Every record shown here needs to be repeated exactly.

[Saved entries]

══════════════════════════════

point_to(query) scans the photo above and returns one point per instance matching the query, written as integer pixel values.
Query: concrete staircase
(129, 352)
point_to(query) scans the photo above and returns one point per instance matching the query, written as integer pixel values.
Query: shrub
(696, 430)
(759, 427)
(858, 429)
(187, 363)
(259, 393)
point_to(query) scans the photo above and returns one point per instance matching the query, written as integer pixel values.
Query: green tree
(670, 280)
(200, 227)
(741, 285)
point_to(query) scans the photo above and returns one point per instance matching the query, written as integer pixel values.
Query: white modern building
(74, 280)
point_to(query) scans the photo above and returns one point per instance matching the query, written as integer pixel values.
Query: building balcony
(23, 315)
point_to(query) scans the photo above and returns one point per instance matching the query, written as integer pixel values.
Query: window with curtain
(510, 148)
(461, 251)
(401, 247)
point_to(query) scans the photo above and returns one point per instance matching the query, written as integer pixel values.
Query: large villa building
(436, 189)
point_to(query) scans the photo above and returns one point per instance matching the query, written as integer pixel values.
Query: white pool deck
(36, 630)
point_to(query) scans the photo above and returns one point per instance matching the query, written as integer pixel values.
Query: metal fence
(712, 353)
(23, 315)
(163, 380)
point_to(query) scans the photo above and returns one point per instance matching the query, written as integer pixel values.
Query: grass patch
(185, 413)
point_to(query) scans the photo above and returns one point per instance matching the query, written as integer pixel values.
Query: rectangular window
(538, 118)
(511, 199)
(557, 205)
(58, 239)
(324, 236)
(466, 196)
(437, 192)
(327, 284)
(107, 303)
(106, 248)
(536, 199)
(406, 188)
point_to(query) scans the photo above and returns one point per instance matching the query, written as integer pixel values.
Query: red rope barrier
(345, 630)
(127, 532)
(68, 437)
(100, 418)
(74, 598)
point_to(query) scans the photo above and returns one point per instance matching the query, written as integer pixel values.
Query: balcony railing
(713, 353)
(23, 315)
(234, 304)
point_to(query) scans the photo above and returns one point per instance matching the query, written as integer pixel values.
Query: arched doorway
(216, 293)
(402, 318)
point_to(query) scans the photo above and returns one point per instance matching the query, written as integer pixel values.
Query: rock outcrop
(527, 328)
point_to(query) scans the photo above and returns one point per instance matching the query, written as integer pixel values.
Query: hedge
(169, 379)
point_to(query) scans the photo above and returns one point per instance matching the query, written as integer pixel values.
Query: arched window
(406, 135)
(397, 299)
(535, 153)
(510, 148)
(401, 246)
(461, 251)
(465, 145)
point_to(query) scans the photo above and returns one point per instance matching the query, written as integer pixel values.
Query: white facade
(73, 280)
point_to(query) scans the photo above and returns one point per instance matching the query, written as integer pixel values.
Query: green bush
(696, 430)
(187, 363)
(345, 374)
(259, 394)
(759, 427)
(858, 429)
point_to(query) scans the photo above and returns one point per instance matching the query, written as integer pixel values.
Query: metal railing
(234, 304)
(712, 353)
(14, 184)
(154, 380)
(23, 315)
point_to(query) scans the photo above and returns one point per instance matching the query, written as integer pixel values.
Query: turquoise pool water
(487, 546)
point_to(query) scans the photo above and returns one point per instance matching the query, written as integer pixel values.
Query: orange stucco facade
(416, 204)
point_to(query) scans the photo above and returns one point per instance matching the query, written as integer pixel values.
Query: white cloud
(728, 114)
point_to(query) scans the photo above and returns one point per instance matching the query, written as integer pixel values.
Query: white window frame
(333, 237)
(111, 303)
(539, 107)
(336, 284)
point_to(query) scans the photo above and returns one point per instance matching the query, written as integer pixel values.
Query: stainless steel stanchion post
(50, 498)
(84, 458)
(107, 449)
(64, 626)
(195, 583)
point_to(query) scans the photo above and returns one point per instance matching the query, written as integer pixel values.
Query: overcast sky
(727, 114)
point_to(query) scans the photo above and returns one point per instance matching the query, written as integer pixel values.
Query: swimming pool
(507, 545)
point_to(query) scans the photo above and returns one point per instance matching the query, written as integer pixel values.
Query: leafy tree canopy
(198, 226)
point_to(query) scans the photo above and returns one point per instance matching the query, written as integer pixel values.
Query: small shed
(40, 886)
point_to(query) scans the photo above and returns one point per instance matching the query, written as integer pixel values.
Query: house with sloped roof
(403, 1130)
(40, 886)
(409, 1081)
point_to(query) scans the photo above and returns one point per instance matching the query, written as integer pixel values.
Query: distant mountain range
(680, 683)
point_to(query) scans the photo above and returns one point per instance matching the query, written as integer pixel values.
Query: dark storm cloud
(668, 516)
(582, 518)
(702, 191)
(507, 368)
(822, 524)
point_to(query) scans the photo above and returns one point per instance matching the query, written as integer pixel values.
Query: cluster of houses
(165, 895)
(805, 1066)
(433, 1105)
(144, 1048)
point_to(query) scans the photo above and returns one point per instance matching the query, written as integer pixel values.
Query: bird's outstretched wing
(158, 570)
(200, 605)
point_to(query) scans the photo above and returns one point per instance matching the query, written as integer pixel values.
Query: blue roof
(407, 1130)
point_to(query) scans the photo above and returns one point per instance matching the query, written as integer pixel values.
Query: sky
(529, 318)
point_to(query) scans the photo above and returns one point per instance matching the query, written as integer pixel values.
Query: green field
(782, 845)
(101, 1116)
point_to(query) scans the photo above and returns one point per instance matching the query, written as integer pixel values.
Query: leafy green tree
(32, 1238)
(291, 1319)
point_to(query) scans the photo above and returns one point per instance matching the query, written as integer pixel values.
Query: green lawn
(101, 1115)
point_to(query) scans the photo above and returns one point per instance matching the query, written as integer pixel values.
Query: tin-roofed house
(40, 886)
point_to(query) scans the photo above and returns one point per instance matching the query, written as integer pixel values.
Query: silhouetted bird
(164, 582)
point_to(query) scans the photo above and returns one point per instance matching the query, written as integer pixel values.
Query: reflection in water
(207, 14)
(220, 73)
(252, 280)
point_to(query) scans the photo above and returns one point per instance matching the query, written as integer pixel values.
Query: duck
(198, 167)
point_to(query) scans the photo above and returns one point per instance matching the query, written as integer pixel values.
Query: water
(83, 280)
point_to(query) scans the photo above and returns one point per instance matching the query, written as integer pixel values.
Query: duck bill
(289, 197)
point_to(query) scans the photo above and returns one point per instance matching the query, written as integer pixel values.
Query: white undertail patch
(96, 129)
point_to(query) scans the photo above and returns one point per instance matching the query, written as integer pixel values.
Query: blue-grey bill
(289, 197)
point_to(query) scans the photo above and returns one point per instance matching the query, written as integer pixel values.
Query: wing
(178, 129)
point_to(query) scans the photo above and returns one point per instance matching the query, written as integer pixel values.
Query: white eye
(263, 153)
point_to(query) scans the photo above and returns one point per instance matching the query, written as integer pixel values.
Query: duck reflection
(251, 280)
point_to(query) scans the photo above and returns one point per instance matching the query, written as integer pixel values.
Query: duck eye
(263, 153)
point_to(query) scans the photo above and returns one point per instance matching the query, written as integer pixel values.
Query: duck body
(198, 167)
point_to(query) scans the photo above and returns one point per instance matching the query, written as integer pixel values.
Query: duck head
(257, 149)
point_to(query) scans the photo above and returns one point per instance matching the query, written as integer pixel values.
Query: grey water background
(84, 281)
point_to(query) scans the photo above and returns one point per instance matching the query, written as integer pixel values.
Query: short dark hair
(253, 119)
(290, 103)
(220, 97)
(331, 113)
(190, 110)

══════════════════════════════

● Solution to this task:
point_to(query) scans the photo above and returns one point per instance matching the query, written as integer pixel values.
Query: concrete staircase
(129, 352)
point_to(query) scans the photo above and returns one point per instance matching the query, written as integer pixel values.
Query: shrub
(696, 430)
(759, 427)
(858, 429)
(187, 363)
(259, 393)
point_to(query) scans the photo above and returns one point per instance matching the query, written as integer pixel values.
Query: green tree
(670, 280)
(200, 227)
(741, 285)
point_to(query) scans the photo above and returns one point per instance matching the query, written as integer pixel values.
Query: white modern building
(74, 280)
point_to(query) scans the photo above and returns one point per instance matching the query, written as integer pixel values.
Query: building balcony
(23, 315)
point_to(query) scans the photo above and returns one point per instance matching the query, written as integer pixel values.
Query: window with curtain
(510, 148)
(461, 251)
(401, 247)
point_to(query) scans the photo above and returns one point per instance matching the query, written as integer pixel values.
Query: large villa building
(436, 189)
point_to(query) scans the photo above and returns one point per instance matching the query, written as integer pixel values.
Query: white pool deck
(36, 630)
point_to(query) scans the photo above and returns one point per instance matching the query, written as integer pixel values.
Query: metal fence
(712, 353)
(23, 315)
(163, 380)
point_to(query) scans the photo above and returns one point per instance matching the query, written as integer pixel values.
Query: grass patch
(185, 413)
point_to(query) scans the photo above and returns one point per instance matching the query, written as integer pixel values.
Query: rectangular window
(538, 118)
(511, 199)
(557, 205)
(58, 239)
(324, 236)
(466, 196)
(437, 192)
(327, 284)
(107, 303)
(106, 248)
(536, 199)
(406, 188)
point_to(query) scans the photo above and returns one point per instance matching the query, written as integer pixel values.
Query: red rope barrier
(345, 630)
(127, 532)
(68, 437)
(100, 418)
(74, 598)
point_to(query) scans the photo above and returns one point per instance matching the query, written as integer pixel values.
Query: balcony railing
(713, 353)
(23, 315)
(234, 304)
point_to(query) scans the photo above and returns one point per instance matching the query, written as integer pixel values.
Query: arched doorway
(216, 293)
(402, 318)
point_to(query) scans the photo above and returns one point per instance matching the query, written as integer pixel values.
Query: rock outcrop
(527, 328)
point_to(query) scans the photo above and returns one point per instance matching the query, written as integer pixel values.
Query: hedge
(169, 379)
point_to(query) scans the photo above and returns one point per instance matching the query, written as integer pixel values.
Query: arched window
(406, 135)
(397, 299)
(535, 153)
(510, 148)
(401, 246)
(461, 251)
(465, 145)
point_to(query) scans the photo above and returns one point per instance matching the query, written as integer pixel values.
Query: white facade
(73, 280)
point_to(query) scans the photo above and returns one point per instance matching the query, written as integer pixel values.
Query: green bush
(696, 430)
(187, 363)
(345, 374)
(259, 394)
(759, 427)
(858, 429)
point_to(query) scans the photo above and returns one point per instance matching the query, written as integer pixel values.
Query: metal railing
(234, 304)
(712, 353)
(14, 184)
(154, 380)
(23, 315)
point_to(query) scans the photo above and returns one point per instance matching the query, written as integer pixel values.
Query: turquoise pool water
(487, 546)
point_to(query) scans the photo above and returns one point per instance matching the query, written as integer pixel values.
Query: orange stucco facade
(416, 204)
point_to(query) scans the photo above and returns one point per instance matching the query, written as integer pixel values.
Query: white cloud
(728, 114)
point_to(query) scans the photo above and returns one point per instance matching the query, written as integer pixel values.
Query: white window frame
(333, 237)
(111, 303)
(539, 107)
(336, 284)
point_to(query) scans the photo above and returns one point per instance matching the query, written as integer pixel values.
Query: stainless steel stanchion post
(50, 498)
(84, 458)
(107, 449)
(64, 626)
(195, 583)
point_to(query) scans the photo above and returns one point per instance matching the query, written as integer pixel values.
Query: overcast sky
(727, 114)
point_to(query) scans the photo above and returns one point per instance matching the query, written as integer pixel values.
Query: swimming pool
(507, 545)
point_to(query) scans the photo above and returns one point per instance matching the query, written as integer pixel values.
Query: leafy tree canopy
(198, 226)
point_to(query) scans the photo above and returns one point per instance matching the query, written as integer pixel values.
Query: small shed
(40, 886)
point_to(query) scans the photo above and returns one point per instance matching the query, written as integer pixel values.
Query: house with sloped roof
(403, 1130)
(40, 886)
(409, 1081)
point_to(query) scans the photo above and returns one point per instance matching the query, written as integer pixel values.
Query: distant mountain range
(680, 683)
point_to(query) scans the photo above and returns one point per instance matching the query, written as integer pixel values.
Query: dark storm cloud
(668, 516)
(582, 518)
(702, 191)
(507, 368)
(822, 524)
point_to(query) scans the photo above and returns one point per instance matching the query, written as integer pixel values.
Query: cluster of houses
(165, 895)
(805, 1066)
(433, 1105)
(144, 1048)
point_to(query) scans the photo above and returns one point per instance matching the query, written as integer pixel values.
Query: bird's outstretched wing
(158, 570)
(200, 605)
point_to(query) scans the photo above and returns one point per instance matching the query, written as integer pixel values.
Query: blue roof
(407, 1130)
point_to(query) scans the photo above and returns one point per instance matching the query, written as integer pixel values.
Query: sky
(529, 318)
point_to(query) scans the photo above and returns one point per instance matching the query, written as integer pixel values.
Query: green field
(782, 845)
(101, 1116)
point_to(query) scans the photo above and returns one point per instance matching the query, written as integer pixel values.
Query: leafy green tree
(32, 1238)
(291, 1319)
point_to(query) scans the photo above and returns one point per instance matching the query, written as integer pixel values.
Query: green lawn
(101, 1115)
point_to(query) scans the photo above and returns one point per instance matching the query, written as integer pixel values.
Query: tin-roofed house
(40, 886)
point_to(query) scans the photo above and returns one point per instance matching the query, written as integer pixel values.
Query: silhouetted bird
(164, 582)
point_to(query) scans the photo above and returns one point per instance matching the query, written as integer pixel values.
Query: reflection in water
(207, 14)
(220, 73)
(252, 280)
point_to(query) scans the photo above and returns one point per instance matching the query, written as integer pixel values.
Query: duck
(198, 167)
point_to(query) scans the photo above and returns one point per instance matching the query, written as integer pixel values.
Query: water
(83, 280)
point_to(query) scans the photo above and returns one point per instance matching the query, written as integer pixel values.
Query: duck bill
(289, 197)
point_to(query) scans the photo above and returns one point per instance matching the query, written as integer pixel values.
Query: white undertail patch
(96, 129)
point_to(query) scans the photo above and returns one point per instance matching the query, written as integer pixel values.
Query: blue-grey bill
(289, 197)
point_to(query) scans the photo above and returns one point per instance matching the query, written as integer pixel values.
Query: wing
(178, 129)
point_to(query) scans the photo above and returns one point per instance matching the query, written as integer pixel values.
Query: white eye
(263, 153)
point_to(query) scans the photo above and returns one point per instance matching the query, written as integer pixel values.
Query: duck reflection
(251, 280)
point_to(query) scans the photo above and returns one point per instance matching the query, written as integer pixel values.
Query: duck eye
(263, 153)
point_to(query) scans the photo above and returns one point per instance matching the query, written as integer pixel values.
Query: duck body
(198, 167)
point_to(query) scans the photo above and returns one point per instance matching the query, written as integer pixel values.
Query: duck head
(257, 149)
point_to(query) scans the photo above and returns one point per instance matching the query, written as integer pixel values.
Query: grey water background
(84, 281)
point_to(query) scans the photo above and returns one point per instance matching the query, written as integer pixel values.
Query: short dark hair
(253, 119)
(290, 103)
(220, 97)
(331, 113)
(190, 110)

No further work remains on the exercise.